Material shown >>

• • • •

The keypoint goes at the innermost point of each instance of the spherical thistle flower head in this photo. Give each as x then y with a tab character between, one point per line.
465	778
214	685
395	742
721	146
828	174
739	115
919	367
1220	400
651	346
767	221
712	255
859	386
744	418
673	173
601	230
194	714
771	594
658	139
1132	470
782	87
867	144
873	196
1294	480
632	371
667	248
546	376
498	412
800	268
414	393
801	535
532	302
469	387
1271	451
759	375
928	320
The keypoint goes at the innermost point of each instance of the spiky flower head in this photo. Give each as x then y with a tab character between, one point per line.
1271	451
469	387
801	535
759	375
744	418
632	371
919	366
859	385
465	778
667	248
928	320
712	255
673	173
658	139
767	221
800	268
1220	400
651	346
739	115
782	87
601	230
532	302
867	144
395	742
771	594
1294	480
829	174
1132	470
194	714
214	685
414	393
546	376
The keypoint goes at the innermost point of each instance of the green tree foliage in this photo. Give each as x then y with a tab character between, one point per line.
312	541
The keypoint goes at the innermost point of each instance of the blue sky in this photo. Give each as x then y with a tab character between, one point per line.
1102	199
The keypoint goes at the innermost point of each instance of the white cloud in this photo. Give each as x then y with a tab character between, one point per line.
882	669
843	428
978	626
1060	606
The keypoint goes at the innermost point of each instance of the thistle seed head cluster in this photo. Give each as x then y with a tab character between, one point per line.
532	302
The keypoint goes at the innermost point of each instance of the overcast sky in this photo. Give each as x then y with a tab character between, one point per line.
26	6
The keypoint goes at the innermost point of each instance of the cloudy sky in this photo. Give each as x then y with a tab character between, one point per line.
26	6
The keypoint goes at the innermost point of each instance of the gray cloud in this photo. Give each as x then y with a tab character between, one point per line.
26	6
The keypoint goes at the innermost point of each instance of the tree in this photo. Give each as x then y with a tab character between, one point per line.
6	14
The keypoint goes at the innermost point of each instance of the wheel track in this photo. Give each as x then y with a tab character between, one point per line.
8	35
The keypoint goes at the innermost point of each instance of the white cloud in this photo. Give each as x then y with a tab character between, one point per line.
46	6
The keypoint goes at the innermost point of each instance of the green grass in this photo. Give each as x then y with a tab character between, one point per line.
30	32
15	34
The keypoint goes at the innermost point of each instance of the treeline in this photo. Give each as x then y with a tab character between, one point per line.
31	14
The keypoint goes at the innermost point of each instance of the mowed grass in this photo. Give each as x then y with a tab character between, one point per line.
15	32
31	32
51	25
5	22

• • • •

Objective >>
Write down the full listing again, exactly.

Correct answer >>
The keypoint goes at the innermost point of each instance of the spherical thistle flower head in this photo. Give each as x then y with a tab character between, one point per line.
465	778
214	685
395	742
721	146
828	174
739	115
919	367
1220	400
651	346
767	221
712	255
859	386
744	418
673	173
601	230
194	714
771	594
658	139
1132	470
782	87
867	144
873	196
1294	480
632	371
667	248
546	376
498	412
800	268
414	393
801	535
532	302
469	387
1271	451
759	375
928	320
The keypoint goes at the innermost point of each instance of the spiky flower head in this photo. Give each as x then y with a tab character between, one point per line.
1271	451
469	387
801	535
759	375
744	418
632	371
919	366
859	385
465	778
667	248
928	320
712	255
673	173
658	139
767	221
800	268
1220	400
651	346
739	115
782	87
601	230
532	302
867	144
395	742
771	594
1294	480
829	174
1132	470
194	714
214	685
414	393
546	376
The keypoint goes at the innermost point of each instance of the green tree foliage in this photo. Give each as x then y with a tab character between, one point per line.
312	541
The keypoint goes at the innermost point of each instance of the blue sky in this photo. Give each as x then y with a tab character between, one point per line.
1102	199
The keypoint goes at the innermost point of each instance of the white cloud in this photo. Give each as x then y with a tab character between, one point per line.
882	669
843	428
978	626
1060	606
The keypoint goes at the innermost point of each instance of the thistle seed head cluster in this photo. Give each as x then y with a tab character between, one point per line.
532	302
The keypoint goes at the innermost point of each instance of the overcast sky in this photo. Give each as x then y with a tab character between, one point per line.
26	6
The keypoint goes at the innermost point of each instance of the cloudy sky in this photo. Give each as x then y with a tab character between, one point per line.
26	6
The keypoint goes at the innermost point of each instance of the gray cloud in this photo. Give each as x then y with a tab character between, one point per line.
26	6
The keypoint goes at the innermost point of each instance of the tree in this photo. Give each as x then y with a tab character between, one point per line.
6	14
The keypoint goes at the innermost point of each instance of the wheel track in this photo. Give each as x then y with a tab character between, one point per line.
8	35
The keypoint goes at the innermost point of each instance of the white cloud in this photo. Give each as x then y with a tab character between, one point per line.
46	6
The keypoint goes at the innermost point of each instance of the green grass in this photo. Give each as x then y with a tab character between, one point per line.
30	32
15	34
The keypoint goes at the innermost point of each instance of the treeline in this photo. Give each as x then y with a tab character between, one point per line.
31	14
The keypoint goes at the innermost point of each instance of the mowed grass in this photo. Give each as x then y with a tab character between, one point per line.
15	32
31	32
51	25
5	22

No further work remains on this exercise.